So the gradients node will compute the gradient vector of the MSE with regards to theta.

In [None]:
tf.random.set_seed(42)
theta = tf.Variable(tf.random.uniform([n + 1, 1], -1.0, 1.0, seed=42), name="theta")

for epoch in range(n_epochs):
    if epoch % 100 == 0:
        tf.print("Epoch", epoch, "MSE =", mse)

    with tf.GradientTape(persistent=True) as tape:
        tape.watch(theta)
        y_pred = tf.matmul(X, theta, name="predictions")
        error = y_pred - y
        mse = tf.reduce_mean(tf.square(error), name="mse")

    grads = tape.gradient(mse, theta)
    theta=theta - learning_rate * grads

print("Best theta:")
tf.print(theta)

Example: How could you find the partial derivatives of the following function with regards to `a` and `b`?

Symbolic differentiation? -> don't even try. Headache.

In [None]:
def my_func(a, b):
    z = 0
    for i in range(100):
        z = a * np.cos(z + i) + z * np.sin(b - i)
-*-
## TASK TO CARRY OUT:
Please decide whether each statement agrees with the TensorFlow gradient excerpt, answering yes or no and quoting the words from the excerpt that settle it. 1. The gradient tape is created with persistent set to True. 2. The loop prints the MSE every 50 epochs. 3. The excerpt recommends symbolic differentiation for finding the partial derivatives of my_func.

A run of records
-*-
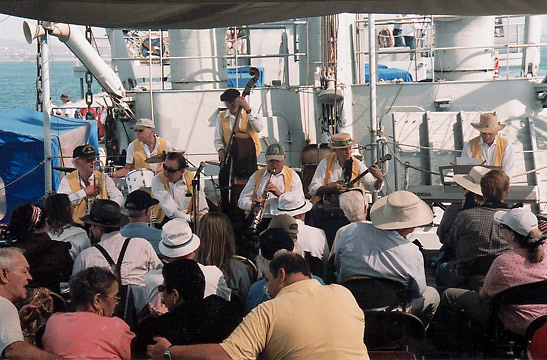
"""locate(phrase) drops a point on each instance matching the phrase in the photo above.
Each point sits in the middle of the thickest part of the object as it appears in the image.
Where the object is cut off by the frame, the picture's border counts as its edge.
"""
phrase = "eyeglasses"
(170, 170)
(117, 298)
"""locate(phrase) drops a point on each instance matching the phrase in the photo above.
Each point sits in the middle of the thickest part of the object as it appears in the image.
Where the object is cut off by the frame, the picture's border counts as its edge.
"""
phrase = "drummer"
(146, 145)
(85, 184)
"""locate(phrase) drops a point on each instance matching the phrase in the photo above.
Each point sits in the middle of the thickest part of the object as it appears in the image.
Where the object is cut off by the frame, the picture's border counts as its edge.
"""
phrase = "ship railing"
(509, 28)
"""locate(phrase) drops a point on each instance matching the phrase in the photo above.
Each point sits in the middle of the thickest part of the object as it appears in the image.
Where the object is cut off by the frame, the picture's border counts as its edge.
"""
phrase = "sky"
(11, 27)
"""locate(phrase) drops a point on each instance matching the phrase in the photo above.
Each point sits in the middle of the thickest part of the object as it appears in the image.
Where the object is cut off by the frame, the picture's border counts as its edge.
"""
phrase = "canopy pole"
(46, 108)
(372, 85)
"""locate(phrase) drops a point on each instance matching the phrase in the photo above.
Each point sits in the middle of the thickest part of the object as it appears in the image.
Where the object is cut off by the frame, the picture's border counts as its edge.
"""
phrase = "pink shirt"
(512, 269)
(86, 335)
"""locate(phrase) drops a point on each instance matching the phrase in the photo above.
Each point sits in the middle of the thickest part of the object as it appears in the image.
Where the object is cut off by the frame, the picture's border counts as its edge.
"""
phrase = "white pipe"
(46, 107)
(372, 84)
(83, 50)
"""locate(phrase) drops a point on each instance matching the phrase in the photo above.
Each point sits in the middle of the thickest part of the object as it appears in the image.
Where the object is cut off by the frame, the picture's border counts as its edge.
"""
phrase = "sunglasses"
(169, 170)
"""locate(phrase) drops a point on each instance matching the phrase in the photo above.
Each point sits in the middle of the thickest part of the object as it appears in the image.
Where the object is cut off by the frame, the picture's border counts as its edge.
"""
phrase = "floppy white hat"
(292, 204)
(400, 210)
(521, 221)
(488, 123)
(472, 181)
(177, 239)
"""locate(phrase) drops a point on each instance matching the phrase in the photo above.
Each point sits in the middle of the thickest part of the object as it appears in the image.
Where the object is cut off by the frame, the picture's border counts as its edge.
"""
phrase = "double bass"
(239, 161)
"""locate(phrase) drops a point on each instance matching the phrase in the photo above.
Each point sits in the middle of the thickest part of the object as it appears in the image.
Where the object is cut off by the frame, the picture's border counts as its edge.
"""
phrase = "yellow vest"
-*-
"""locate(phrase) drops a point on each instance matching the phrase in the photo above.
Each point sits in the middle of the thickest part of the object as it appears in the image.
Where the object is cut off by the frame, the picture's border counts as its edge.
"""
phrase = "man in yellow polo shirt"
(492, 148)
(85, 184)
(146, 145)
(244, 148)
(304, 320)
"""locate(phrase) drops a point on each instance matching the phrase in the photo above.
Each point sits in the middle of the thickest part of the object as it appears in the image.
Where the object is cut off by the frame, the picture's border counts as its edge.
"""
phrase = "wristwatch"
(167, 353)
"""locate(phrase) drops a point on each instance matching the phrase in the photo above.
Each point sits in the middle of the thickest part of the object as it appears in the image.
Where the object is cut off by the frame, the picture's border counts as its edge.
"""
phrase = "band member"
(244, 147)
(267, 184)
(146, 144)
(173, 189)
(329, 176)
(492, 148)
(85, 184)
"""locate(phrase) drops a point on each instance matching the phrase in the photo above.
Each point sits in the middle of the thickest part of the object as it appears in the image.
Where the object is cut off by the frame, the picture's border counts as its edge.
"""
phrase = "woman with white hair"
-*-
## SOLUTION TO THIS PROBLEM:
1. Yes: "with tf.GradientTape(persistent=True) as tape:"
2. No: "if epoch % 100 == 0:"
3. No: "Symbolic differentiation? -> don't even try. Headache."